■ **TAREAS DEL EJERCICIO**:
- A) Sustituye "guerra" por "batalla" y copia de nuevo el pasaje del artículo sobre el dinero ajeno que va desde "En un país como" hasta "Millas de Indianápolis.", incluidos ambos.
- B) Retoma el artículo sobre el dinero ajeno y continúalo a partir de su última frase.

■ **FRAGMENTO SELECCIONADO**:
↓↓↓

Inventario

El glamour y el dinero ajeno

En un país como España donde el dinero se ganaba deprisa, era muy difícil poner coto a la ambición de hacerse rico de todo hijo de vecino. En la película ‘Apocalipse Now’, el capitán encargado de buscar al coronel Kurtz y hacerle pagar por la matanza de civiles en un poblado norvietnamita, llega a la conclusión de que, una vez desatada la irracionalidad de la guerra, acotar de qué forma puede matarse y de qué forma no acaba por resultar tan inconsecuente como poner límites de velocidad en las 500 Millas de Indianápolis.
Que personalidades tan reconocidas como el presidente del Palau de la Música de Barcelona hayan metido la mano en el cajón para llevarse 3,5 millones de euros, según confiesa (las auditorías echan en falta nueve) y que quienes le rodeaban participasen del festín de dinero incontrolado, es sólo un síntoma de hasta qué punto caló esa necesidad de enriquecerse rápido. Anteriormente ocurrió lo mismo con el director financiero del Gugennheim. Y es curioso que dos instituciones tan vinculadas a lo estético hayan acabado pringadas en un asunto tan prosaico.
En Cantabria tenemos otro ejemplo con menos glamour, el de Mercasantander, donde la gerente en funciones se llevó más de un millón de euros sin que nadie lo echase en falta y eso que esta empresa pública del Ayuntamiento de Santander y de Mercasa no es precisamente la Banca Rotschild, donde un millón puede que pase desapercibido, sino que es la facturación de todo un año.

↑↑↑

■ **MATERIAL PROPORCIONADO**:

↓↓↓

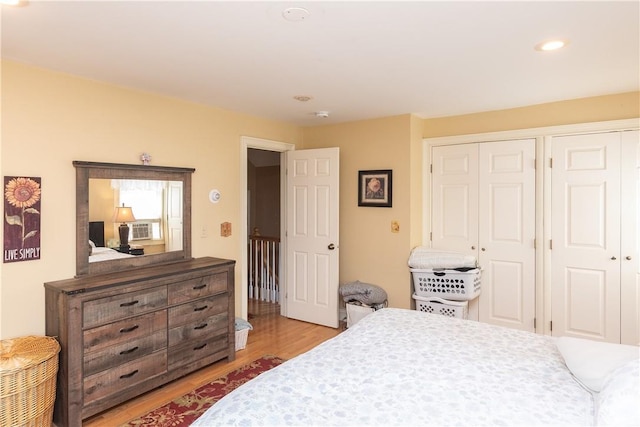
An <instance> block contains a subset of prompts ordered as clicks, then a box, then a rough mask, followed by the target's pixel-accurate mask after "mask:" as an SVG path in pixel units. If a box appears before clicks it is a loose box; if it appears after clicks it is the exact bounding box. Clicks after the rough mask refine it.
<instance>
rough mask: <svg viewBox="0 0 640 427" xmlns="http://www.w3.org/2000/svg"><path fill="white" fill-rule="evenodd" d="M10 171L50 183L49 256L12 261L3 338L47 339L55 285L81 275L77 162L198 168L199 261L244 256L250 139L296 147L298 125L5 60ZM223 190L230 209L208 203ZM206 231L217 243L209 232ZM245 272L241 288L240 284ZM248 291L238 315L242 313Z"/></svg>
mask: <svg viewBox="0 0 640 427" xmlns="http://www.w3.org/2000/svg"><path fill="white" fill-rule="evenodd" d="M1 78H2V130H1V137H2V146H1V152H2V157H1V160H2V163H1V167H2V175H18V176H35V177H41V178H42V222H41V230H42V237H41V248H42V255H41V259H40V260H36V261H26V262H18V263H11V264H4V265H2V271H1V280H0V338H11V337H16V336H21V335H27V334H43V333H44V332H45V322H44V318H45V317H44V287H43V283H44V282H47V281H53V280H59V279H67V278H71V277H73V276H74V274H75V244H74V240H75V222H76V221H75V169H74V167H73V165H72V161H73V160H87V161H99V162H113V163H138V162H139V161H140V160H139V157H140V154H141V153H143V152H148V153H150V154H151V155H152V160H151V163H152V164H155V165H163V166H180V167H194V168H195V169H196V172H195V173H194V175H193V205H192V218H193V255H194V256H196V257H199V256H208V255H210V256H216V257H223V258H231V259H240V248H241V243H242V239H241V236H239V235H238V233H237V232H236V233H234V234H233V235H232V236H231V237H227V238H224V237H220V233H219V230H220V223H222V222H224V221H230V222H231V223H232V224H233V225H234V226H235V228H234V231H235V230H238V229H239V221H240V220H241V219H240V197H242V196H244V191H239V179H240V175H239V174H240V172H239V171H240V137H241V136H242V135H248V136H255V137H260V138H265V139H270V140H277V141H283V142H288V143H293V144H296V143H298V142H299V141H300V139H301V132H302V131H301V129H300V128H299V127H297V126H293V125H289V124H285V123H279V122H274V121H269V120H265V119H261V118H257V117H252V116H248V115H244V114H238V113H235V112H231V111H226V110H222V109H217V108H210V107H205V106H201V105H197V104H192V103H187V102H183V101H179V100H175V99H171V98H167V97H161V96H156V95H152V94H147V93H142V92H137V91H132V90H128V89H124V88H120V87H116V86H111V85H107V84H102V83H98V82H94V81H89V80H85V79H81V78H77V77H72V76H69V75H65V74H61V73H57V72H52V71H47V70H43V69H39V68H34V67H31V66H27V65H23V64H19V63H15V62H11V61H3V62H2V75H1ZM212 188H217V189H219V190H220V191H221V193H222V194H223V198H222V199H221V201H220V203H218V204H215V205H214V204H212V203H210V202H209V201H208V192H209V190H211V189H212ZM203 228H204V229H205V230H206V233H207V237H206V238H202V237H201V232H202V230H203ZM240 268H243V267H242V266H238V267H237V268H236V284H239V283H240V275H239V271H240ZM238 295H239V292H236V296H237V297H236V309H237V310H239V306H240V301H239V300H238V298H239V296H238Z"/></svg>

↑↑↑
↓↓↓

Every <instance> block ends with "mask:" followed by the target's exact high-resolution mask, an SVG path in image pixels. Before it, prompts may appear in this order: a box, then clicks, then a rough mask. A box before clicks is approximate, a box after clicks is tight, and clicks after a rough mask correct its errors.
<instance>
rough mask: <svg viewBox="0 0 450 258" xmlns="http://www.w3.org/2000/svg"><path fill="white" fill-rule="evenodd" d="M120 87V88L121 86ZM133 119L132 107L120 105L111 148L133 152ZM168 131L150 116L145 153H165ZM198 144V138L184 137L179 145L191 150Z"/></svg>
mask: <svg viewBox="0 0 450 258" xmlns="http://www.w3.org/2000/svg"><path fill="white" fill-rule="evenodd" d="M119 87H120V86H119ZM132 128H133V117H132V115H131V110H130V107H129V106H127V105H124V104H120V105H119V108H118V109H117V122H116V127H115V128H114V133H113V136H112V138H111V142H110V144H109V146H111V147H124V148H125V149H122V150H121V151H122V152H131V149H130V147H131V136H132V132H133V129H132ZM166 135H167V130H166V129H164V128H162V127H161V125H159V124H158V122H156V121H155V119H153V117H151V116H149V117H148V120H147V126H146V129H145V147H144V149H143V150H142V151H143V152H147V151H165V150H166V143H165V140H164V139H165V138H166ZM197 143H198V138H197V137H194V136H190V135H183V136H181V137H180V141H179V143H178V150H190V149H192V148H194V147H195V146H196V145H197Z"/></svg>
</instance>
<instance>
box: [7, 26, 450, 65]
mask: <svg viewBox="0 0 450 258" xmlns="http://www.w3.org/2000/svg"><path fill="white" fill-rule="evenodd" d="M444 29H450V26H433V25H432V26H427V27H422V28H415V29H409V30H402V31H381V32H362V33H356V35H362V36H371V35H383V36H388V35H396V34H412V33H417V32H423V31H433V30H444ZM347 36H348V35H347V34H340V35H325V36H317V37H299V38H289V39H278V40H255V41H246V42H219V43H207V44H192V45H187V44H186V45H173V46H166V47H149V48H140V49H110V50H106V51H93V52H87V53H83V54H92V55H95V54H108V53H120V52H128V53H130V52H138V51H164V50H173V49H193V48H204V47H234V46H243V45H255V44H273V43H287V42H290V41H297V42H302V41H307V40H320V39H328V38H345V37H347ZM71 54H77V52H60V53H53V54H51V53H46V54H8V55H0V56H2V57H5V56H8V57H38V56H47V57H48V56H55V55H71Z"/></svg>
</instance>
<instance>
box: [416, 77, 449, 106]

↑↑↑

■ **SOLUCIONES PROPUESTAS**:
- A)
En un país como España donde el dinero se ganaba deprisa, era muy difícil poner coto a la ambición de hacerse rico de todo hijo de vecino. En la película ‘Apocalipse Now’, el capitán encargado de buscar al coronel Kurtz y hacerle pagar por la matanza de civiles en un poblado norvietnamita, llega a la conclusión de que, una vez desatada la irracionalidad de la batalla, acotar de qué forma puede matarse y de qué forma no acaba por resultar tan inconsecuente como poner límites de velocidad en las 500 Millas de Indianápolis.

- B)
Se podría hacer una larga lista de entidades públicas, semipúblicas y privadas donde se han descubierto cosas parecidas, y lo peor es que nos queda la sospecha de que apenas hemos rascado en la superficie. No hay controles suficientemente efectivos sobre el dinero, por mucho que nos lo garanticen los tribunales de cuentas o los patronos de las fundaciones. El hecho de que el eterno y no tan ejemplar presidente del Palau explique en su descargo que las orquestas exigen parte del pago en dinero negro y que también es imprescindible una caja B para las comisiones de los intermediarios, aún resulta más alarmante. Como probablemente sea cierto, habría que preguntarse qué suertes de malabarismos están haciendo los demás centros de espectáculos del país, sobre todos los públicos, para obtener ese dinero B y qué es lo que realmente inspecciona Hacienda.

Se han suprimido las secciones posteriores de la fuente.